**WORK TO COMPLETE:** Write out the material below as a numbered list, leaving out any blank lines.

**PROVIDED DATA:**

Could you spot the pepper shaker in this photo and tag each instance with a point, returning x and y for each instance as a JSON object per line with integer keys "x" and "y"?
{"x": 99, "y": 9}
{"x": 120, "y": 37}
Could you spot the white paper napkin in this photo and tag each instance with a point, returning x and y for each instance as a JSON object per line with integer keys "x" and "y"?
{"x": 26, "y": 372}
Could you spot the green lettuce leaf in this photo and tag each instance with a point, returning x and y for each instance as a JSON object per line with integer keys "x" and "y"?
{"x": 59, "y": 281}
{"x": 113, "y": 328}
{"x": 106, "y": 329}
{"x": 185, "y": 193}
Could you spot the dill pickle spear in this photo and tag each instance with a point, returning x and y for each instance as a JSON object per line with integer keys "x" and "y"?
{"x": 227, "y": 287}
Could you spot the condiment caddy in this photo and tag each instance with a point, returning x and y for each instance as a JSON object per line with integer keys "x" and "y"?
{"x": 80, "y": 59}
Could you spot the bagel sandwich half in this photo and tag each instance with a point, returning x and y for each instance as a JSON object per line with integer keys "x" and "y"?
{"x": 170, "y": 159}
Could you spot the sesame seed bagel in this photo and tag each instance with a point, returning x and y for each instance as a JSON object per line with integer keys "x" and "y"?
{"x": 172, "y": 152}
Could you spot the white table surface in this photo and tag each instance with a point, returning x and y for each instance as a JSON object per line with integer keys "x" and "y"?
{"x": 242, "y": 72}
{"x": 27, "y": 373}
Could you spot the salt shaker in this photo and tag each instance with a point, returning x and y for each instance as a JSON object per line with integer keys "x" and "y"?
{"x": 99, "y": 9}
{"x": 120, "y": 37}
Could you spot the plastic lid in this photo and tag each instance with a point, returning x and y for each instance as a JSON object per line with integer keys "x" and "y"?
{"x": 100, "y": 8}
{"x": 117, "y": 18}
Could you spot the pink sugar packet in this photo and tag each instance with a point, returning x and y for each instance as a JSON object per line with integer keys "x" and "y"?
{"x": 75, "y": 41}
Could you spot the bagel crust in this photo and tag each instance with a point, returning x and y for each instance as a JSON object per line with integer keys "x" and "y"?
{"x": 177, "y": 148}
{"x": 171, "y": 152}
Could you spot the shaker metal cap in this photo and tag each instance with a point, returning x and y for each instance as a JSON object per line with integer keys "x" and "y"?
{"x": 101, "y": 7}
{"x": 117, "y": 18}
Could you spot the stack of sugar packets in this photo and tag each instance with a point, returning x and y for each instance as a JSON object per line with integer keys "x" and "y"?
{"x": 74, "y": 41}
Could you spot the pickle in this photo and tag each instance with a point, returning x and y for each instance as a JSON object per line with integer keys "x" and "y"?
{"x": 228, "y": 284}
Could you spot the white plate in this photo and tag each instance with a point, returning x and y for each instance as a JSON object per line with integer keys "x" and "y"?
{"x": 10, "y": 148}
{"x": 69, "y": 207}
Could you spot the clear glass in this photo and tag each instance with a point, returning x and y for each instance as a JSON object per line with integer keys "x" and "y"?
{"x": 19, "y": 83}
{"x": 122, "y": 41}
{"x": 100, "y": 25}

**THE OUTPUT:**
1. Could you spot the pepper shaker in this photo and tag each instance with a point, returning x and y for each instance as a JSON object per line with integer keys "x" and "y"?
2. {"x": 99, "y": 9}
3. {"x": 120, "y": 37}
4. Could you spot the white paper napkin in this photo and tag each instance with a point, returning x and y for each instance as a JSON object per line with integer keys "x" and "y"?
5. {"x": 26, "y": 372}
6. Could you spot the green lettuce leaf in this photo and tag each instance with a point, returning x and y for each instance as a JSON object per line with integer keys "x" and "y"?
7. {"x": 59, "y": 281}
8. {"x": 113, "y": 328}
9. {"x": 106, "y": 329}
10. {"x": 185, "y": 193}
11. Could you spot the dill pickle spear in this photo and tag each instance with a point, returning x and y for each instance as a JSON object per line with integer keys "x" and "y"?
12. {"x": 227, "y": 287}
13. Could you spot the condiment caddy in this photo and tag each instance with a point, returning x and y for each instance as a JSON object per line with integer keys "x" and "y"?
14. {"x": 80, "y": 59}
15. Could you spot the bagel sandwich half in this photo and tag each instance with a point, returning x and y for each instance as a JSON object per line with integer keys "x" and "y"?
16. {"x": 170, "y": 159}
17. Could you spot the sesame seed bagel in this photo and tag each instance with a point, returning x and y for each instance as a JSON object per line with integer keys "x" and "y"?
18. {"x": 172, "y": 152}
19. Could you spot the white table surface in this photo and tag each instance with a point, returning x and y for each instance as a JSON object per line with integer keys "x" and "y"?
20. {"x": 242, "y": 72}
21. {"x": 27, "y": 373}
22. Could you spot the salt shaker in this photo and tag each instance with a point, returning x and y for each instance as a JSON object per line with integer keys "x" and "y"?
23. {"x": 99, "y": 9}
24. {"x": 120, "y": 37}
25. Could you spot the plastic lid in this photo and tag each instance with a point, returning x and y for each instance as a JSON object per line with integer keys "x" and "y"?
26. {"x": 100, "y": 8}
27. {"x": 117, "y": 18}
28. Could you spot the pink sugar packet in this photo and tag each instance with a point, returning x and y for each instance as a JSON object per line with integer keys "x" and "y"?
29. {"x": 75, "y": 41}
30. Could you spot the bagel crust in this photo and tag each instance with a point, returning x and y for each instance as a JSON object per line with integer keys "x" and "y"?
31. {"x": 177, "y": 148}
32. {"x": 171, "y": 152}
33. Could you spot the shaker metal cap in this photo and tag each instance with a point, returning x and y for each instance as a JSON object per line with integer keys "x" and "y"?
34. {"x": 101, "y": 7}
35. {"x": 117, "y": 18}
36. Could you spot the stack of sugar packets in this photo and tag each instance with a point, returning x and y for each instance as a JSON object per line with integer keys "x" and "y"?
37. {"x": 74, "y": 41}
38. Could you spot the pickle in this photo and tag each instance with a point, returning x and y for each instance as a JSON object per line with integer keys "x" and "y"?
39. {"x": 228, "y": 284}
40. Could you spot the white plate in this photo and tag each instance with a point, returning x and y for each instance as a JSON object per line with integer keys "x" and "y"?
41. {"x": 10, "y": 148}
42. {"x": 69, "y": 207}
43. Could you spot the clear glass in this photo and tag each instance with a point, returning x and y for each instance as a JSON object per line with integer keys "x" and "y"?
44. {"x": 19, "y": 83}
45. {"x": 122, "y": 41}
46. {"x": 100, "y": 25}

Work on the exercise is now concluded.